## Task description
Please reproduce word for word the stretch of entries below from the line containing "[locate] the sky" through the line containing "<point>116,89</point>", including both of those lines.

## Provided material

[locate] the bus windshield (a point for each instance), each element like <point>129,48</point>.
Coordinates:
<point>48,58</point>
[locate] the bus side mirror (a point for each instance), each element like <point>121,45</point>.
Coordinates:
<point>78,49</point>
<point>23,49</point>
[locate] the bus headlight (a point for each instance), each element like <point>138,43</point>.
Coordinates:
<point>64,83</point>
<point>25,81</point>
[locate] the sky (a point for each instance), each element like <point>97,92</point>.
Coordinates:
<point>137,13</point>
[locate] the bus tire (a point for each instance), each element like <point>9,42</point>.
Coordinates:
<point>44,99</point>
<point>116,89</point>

==

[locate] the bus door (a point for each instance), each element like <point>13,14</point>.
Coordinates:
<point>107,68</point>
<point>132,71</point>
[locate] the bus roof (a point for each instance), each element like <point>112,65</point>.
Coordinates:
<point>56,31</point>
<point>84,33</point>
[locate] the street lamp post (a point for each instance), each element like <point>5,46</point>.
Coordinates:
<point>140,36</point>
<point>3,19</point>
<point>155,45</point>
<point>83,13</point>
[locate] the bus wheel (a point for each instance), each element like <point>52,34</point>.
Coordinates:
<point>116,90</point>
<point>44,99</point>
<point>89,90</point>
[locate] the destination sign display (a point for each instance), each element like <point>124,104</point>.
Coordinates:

## Result
[locate] the sky (a point for each instance), each element like <point>97,92</point>.
Coordinates:
<point>137,13</point>
[locate] the bus tire (a point for each instance), each element like <point>9,42</point>.
Coordinates:
<point>44,99</point>
<point>116,89</point>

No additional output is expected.